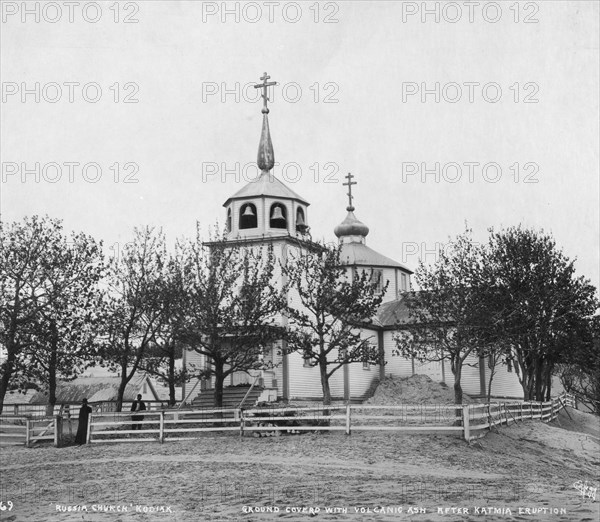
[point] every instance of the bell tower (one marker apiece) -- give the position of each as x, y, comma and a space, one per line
266, 207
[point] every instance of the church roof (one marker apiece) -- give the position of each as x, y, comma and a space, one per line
266, 185
360, 254
392, 313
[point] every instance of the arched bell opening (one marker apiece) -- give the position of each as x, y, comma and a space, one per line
301, 225
248, 217
278, 216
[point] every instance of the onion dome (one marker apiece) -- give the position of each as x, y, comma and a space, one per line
351, 226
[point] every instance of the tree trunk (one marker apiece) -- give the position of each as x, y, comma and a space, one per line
52, 363
7, 370
122, 386
325, 384
457, 371
219, 381
172, 398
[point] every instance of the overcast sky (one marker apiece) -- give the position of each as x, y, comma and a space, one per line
518, 97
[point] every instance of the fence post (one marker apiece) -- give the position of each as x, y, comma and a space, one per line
466, 426
347, 419
57, 430
521, 412
88, 437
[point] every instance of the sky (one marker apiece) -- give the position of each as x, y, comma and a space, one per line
448, 114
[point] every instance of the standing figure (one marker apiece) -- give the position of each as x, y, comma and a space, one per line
137, 405
84, 415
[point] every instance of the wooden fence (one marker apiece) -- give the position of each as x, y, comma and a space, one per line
470, 421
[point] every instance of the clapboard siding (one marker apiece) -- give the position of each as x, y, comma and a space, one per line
504, 383
470, 379
305, 382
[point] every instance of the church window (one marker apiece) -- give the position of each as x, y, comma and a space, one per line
278, 216
248, 216
377, 277
306, 357
300, 220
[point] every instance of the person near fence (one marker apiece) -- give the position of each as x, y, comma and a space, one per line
137, 405
84, 415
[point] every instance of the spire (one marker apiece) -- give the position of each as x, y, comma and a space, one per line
351, 228
266, 155
349, 177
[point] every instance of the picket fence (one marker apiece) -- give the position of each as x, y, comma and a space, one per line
470, 421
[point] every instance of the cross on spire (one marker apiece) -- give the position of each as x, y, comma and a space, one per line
349, 177
264, 86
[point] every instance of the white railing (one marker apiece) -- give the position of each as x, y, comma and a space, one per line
468, 421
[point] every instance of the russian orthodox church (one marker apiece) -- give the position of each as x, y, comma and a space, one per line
267, 212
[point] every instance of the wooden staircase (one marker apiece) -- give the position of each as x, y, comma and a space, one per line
232, 396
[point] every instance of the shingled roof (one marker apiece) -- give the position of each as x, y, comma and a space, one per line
392, 313
266, 185
94, 389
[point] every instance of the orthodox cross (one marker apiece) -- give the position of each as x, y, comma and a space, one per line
349, 185
264, 86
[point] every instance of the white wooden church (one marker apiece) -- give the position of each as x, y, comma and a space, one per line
267, 212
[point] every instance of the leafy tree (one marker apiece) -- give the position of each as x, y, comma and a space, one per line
333, 303
448, 317
135, 308
541, 306
231, 307
37, 282
65, 332
167, 346
580, 373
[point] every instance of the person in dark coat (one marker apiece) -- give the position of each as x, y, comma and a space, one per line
84, 415
137, 405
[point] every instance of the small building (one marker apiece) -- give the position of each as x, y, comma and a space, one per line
101, 392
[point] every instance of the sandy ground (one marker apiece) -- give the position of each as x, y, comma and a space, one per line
529, 465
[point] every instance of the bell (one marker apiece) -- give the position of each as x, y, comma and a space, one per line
277, 214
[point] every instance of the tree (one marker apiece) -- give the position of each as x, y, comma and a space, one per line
333, 302
167, 346
541, 306
134, 308
580, 373
231, 307
33, 267
448, 316
66, 330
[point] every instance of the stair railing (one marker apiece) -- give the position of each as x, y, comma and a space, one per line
248, 392
188, 395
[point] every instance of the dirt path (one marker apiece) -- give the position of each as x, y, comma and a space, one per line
527, 466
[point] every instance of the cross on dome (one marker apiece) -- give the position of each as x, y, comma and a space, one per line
264, 95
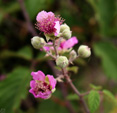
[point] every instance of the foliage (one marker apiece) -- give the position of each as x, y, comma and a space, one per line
93, 100
108, 54
14, 89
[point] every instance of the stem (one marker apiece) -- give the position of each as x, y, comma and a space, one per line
75, 90
56, 52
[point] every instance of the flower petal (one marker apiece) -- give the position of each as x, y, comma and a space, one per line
52, 81
44, 95
39, 75
70, 43
57, 27
32, 83
42, 15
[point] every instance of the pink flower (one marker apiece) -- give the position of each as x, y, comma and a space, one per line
48, 23
64, 45
42, 86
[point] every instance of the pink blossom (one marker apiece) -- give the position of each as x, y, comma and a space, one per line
64, 45
48, 23
41, 85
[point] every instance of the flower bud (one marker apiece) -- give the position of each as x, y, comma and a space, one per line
84, 51
62, 61
73, 55
64, 27
66, 34
37, 42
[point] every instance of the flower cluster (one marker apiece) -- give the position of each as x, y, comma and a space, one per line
59, 40
48, 23
42, 86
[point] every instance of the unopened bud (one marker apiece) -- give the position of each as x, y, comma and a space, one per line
84, 51
37, 42
67, 34
73, 55
62, 61
64, 27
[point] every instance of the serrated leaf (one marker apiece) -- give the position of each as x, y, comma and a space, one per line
14, 88
34, 6
93, 100
95, 87
109, 95
49, 106
108, 54
73, 68
25, 53
72, 97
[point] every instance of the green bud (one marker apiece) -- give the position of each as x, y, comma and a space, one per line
84, 51
73, 55
50, 36
66, 34
37, 42
64, 27
62, 61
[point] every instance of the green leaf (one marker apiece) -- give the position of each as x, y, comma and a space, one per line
14, 88
95, 87
72, 97
109, 95
49, 106
73, 68
93, 100
25, 53
34, 6
105, 11
108, 54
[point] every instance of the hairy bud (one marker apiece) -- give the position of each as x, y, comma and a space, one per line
84, 51
64, 27
73, 55
67, 34
62, 61
37, 42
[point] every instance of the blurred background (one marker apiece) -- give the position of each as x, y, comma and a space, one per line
93, 22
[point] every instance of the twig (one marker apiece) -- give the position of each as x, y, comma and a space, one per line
26, 16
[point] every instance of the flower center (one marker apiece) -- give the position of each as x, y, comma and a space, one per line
41, 87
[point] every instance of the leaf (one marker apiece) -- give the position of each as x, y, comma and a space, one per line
72, 97
49, 106
34, 6
25, 53
93, 100
108, 54
14, 88
109, 95
73, 68
95, 87
105, 11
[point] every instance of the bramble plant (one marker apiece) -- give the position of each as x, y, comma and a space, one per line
59, 41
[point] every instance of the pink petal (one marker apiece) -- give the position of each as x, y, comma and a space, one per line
39, 75
43, 14
44, 95
31, 91
57, 27
32, 83
52, 81
70, 43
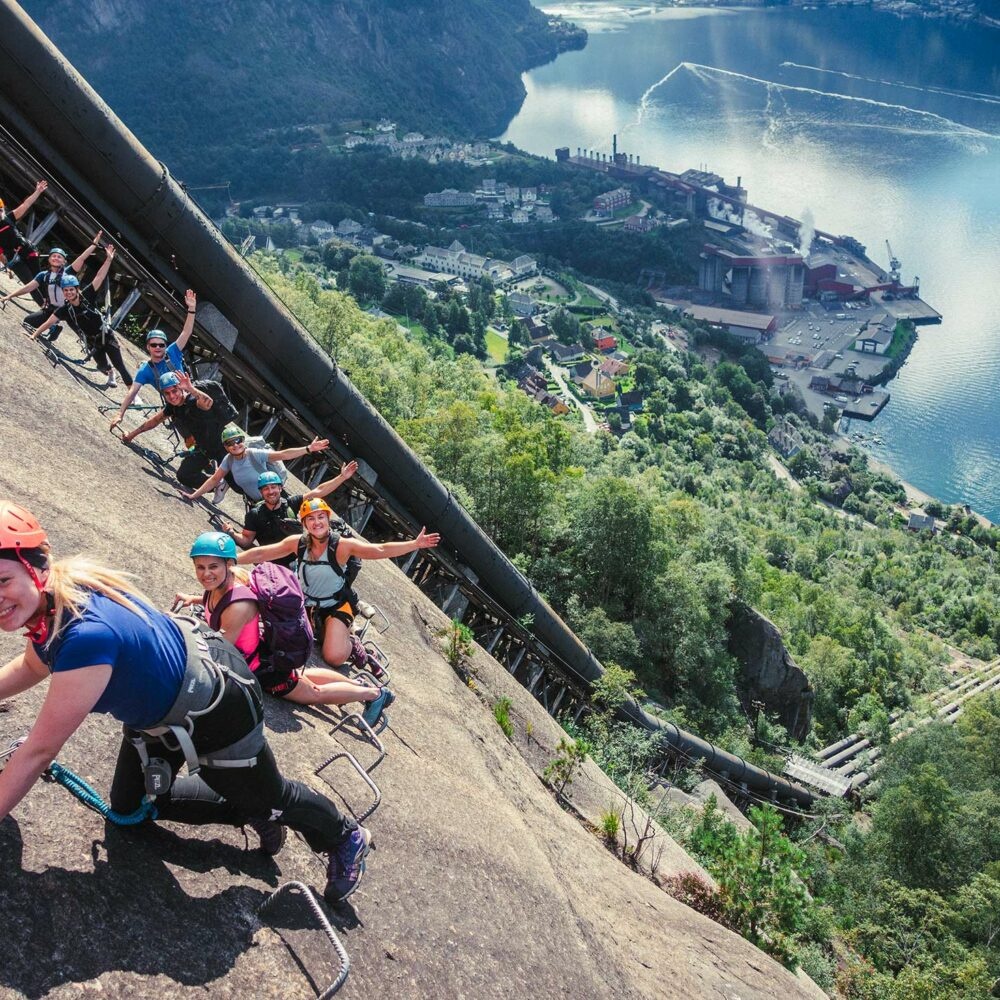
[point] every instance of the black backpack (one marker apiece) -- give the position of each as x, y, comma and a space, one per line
350, 571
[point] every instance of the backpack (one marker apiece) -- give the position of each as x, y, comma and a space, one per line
350, 571
287, 635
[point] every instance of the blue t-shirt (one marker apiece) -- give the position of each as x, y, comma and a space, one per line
149, 372
147, 658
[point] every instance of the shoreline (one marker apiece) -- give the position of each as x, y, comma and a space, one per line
913, 493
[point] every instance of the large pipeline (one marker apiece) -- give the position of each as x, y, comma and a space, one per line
56, 113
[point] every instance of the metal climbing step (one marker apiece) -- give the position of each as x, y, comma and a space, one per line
324, 925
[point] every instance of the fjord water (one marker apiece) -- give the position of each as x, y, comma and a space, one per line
881, 127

■ ■ ■

Required action: Print the listing above in full, exactly as written. Omit any pictures.

Response to this exercise:
[point] every instance of the bell tower (one marker apiece) -- give the position of each as x, y, comma and a space, one per line
266, 207
[point] every instance of the church roof (one marker apiece) -- give the position of each as x, y, comma and a space, one per line
266, 185
360, 254
392, 313
[point] every instance of the arched bell opening (one marker apiece) -- give the position of each as x, y, comma and a space, one per line
301, 225
248, 217
278, 216
[point] every instance of the onion dome (one marker apiece) -- give the position of each as x, y, comma and a space, one per line
351, 226
[point] every instance of the tree trunk (one marker apiece) -- give the position of each as x, y, comma and a space, one per line
52, 363
7, 370
122, 386
325, 384
457, 371
219, 381
172, 398
[point] every instance of the overcast sky (one marker apiece) -- give the position of each as x, y, comma and a space, one per line
518, 97
[point] every instance of the fence post (one marker apiece) -- give the position of each as x, y, comma and a space, one per line
466, 426
347, 419
57, 430
521, 412
88, 437
[point] every instance of the sky (one marker apiece) -- give the position of each as x, y, comma and a space, one per line
448, 114
[point] every instance of the standing figure (one marker apiece) -- give the position of each as x, y, comma and a space, one per line
137, 405
84, 415
[point] every instance of the wooden fence (one marker apiece) -- give the position of each as x, y, comma and a space, one per line
470, 421
[point] every instance of the clapboard siding (one marker apiece) -- give the position of each as x, y, comma and a space, one per line
504, 383
470, 379
305, 382
[point] every instance of the church window (one marker apiece) -- give the position of each as x, y, comma and a space, one per line
278, 216
248, 216
377, 277
306, 357
300, 220
[point] every instance of the person near fence (one marker apiece) -- give the position of each as x, y, comma and a space, one per line
137, 405
84, 415
[point] every instance of the spire (one marker apiece) -- give the position of each as x, y, comma and a space, one per line
351, 228
266, 155
349, 177
[point] every instance of the picket fence (one marker apiece) -- give the position of each as x, y, comma and a space, one per line
470, 421
[point] every instance of the cross on spire (one marker apiece) -- give the position of each as x, y, comma and a space, one per line
349, 177
264, 86
[point] every instance of the white railing (one marker apiece) -- give the position of each as x, y, comma and a space, one per line
468, 421
[point] every instance of the russian orthodox church (one marker apiece) -- give the position of each as x, y, comma and a space, one per line
267, 212
[point] every instance of the wooden staircase (one marker apiece) -- give the position of each as x, y, comma and a space, one per line
232, 396
[point] every instance of the shingled roof (one marker apiece) -- give the position of each as x, y, comma and a space, one per line
392, 313
266, 185
94, 389
[point] every instance of the orthodox cross (one marker apiece) -- give the position of each as x, y, comma and a space, one per line
349, 185
264, 86
[point] every instance of the white wooden church (one marker apiece) -- give the position of each as x, y, comma and a space, one per line
267, 212
[point] every instance of the leafy tree (one marker apiece) -- give the position of each as x, y, comma and a space, one per line
333, 303
448, 317
135, 308
541, 306
231, 307
37, 282
65, 332
167, 346
580, 373
[point] every instance of the person in dark coat (one marker apiece) -- give the position of each as x, y, comma and a space, one per line
84, 415
137, 405
[point] every instance of the small building (one marker apiece) -- give the position of each as x, y, comma and a space, one per line
101, 392
[point] every instance of the sandy ground (one marker apiece) -- give the position of each as x, y, comma and a space, one per line
529, 465
[point] every instance of the bell (one marker apiece) -- give the position of each as x, y, comma and a space, one per line
277, 214
[point] every instance of the tree (one marker apiece) -- give the position of each as x, y, comma and a space, one per line
333, 302
167, 346
541, 306
134, 308
580, 373
231, 307
33, 267
448, 316
66, 330
[point] every instance of the stair railing (one marker apiece) -- give the position of each as x, y, comma and a space, one per line
248, 392
188, 395
[point] every instance of the dirt path (one marker apiece) -- give the position of each as x, y, comma and a space, one per line
527, 466
[point] every instance of the cross on dome (one marker apiece) -- give the position of each as x, y, comma and a space, one per line
264, 95
[point] every instance of the foliage (one marker apiece) -- give the position of each as x, y, comma and a space, one per line
93, 100
108, 54
14, 89
[point] every instance of the stem (one marker apiece) -- give the position of each as x, y, comma and a space, one per line
75, 90
56, 52
[point] every instance of the flower petal (one marker apiece) -- give the position of each as x, y, comma and a space, one per line
52, 81
44, 95
39, 75
70, 43
57, 27
32, 83
42, 15
[point] every instance of the pink flower (one marker apiece) -- give the position of each as x, y, comma and a space, one per line
48, 23
64, 45
42, 86
[point] every instance of the pink blossom (one marker apiece) -- give the position of each as x, y, comma and a space, one per line
64, 45
48, 23
41, 85
[point] every instance of the flower bud (one marker apiece) -- give the position of each as x, y, comma and a space, one per line
84, 51
62, 61
73, 55
64, 27
66, 34
37, 42
[point] every instance of the flower cluster (one marker apiece) -- give the position of each as x, y, comma and a space, one per line
59, 40
48, 23
42, 86
[point] every instance of the unopened bud (one marker apiece) -- give the position of each as x, y, comma and a space, one per line
84, 51
37, 42
67, 34
73, 55
62, 61
64, 27
[point] every instance of the serrated leaf (one marker apiece) -- give the position of each as x, y, comma and a space, one per line
14, 88
34, 6
93, 100
95, 87
109, 95
49, 106
108, 54
73, 68
25, 53
72, 97
[point] every instance of the green bud (one marker apiece) -- give the position of each as x, y, comma and a space, one per line
84, 51
73, 55
50, 36
66, 34
37, 42
64, 27
62, 61
[point] every instance of the green leaf (one marker apiece) -- give the position of each as x, y, comma and a space, one per line
14, 88
95, 87
72, 97
109, 95
49, 106
73, 68
93, 100
25, 53
34, 6
105, 11
108, 54
[point] every instance of the hairy bud (one marker apiece) -- give the position of each as x, y, comma and a space, one per line
84, 51
64, 27
73, 55
67, 34
62, 61
37, 42
[point] every instance of the blurred background (one marker apiece) -- give the position of each as x, y, comma and a space, one per line
93, 22
[point] every instance of the twig (one marker apiece) -- give the position of each as x, y, comma and a space, one per line
26, 16
[point] every instance of the flower center (one marker apiece) -- give the position of each as x, y, comma and a space, one per line
41, 87
[point] every instance of the leaf (one marker apiece) -- give the position of each as x, y, comma and a space, one per line
72, 97
49, 106
34, 6
25, 53
93, 100
108, 54
14, 88
109, 95
73, 68
95, 87
105, 11
[point] every instance of the bramble plant (one marker apiece) -- give the position of each as x, y, comma and a space, one per line
59, 41
[point] every instance of the pink petal (one marker apiece) -- give the position of each as x, y, comma and a space, one per line
39, 75
43, 14
44, 95
31, 91
57, 27
32, 83
52, 81
70, 43
[point] every instance of the black backpack (one marker apiece) -- give the position of each as x, y, comma and a space, one per line
350, 571
[point] every instance of the backpack (one marker apiece) -- give the position of each as x, y, comma and a space, one per line
350, 571
287, 635
[point] every instance of the blue t-shirt (one marker apiece) -- give the position of each as x, y, comma and a space, one per line
149, 372
147, 658
[point] every instance of the shoreline (one marker apiece) -- give the position of each as x, y, comma and a space, one per line
913, 493
[point] every instance of the large pipeline (one marker apiece) -- give the position of each as x, y, comma and a space, one per line
56, 113
[point] every instance of the metal climbing step (one marker apiece) -- give the position of each as x, y, comma and a space, one per line
324, 925
[point] every instance of the fjord water (one marker apiece) -- give the position of each as x, y, comma and a space, one per line
881, 127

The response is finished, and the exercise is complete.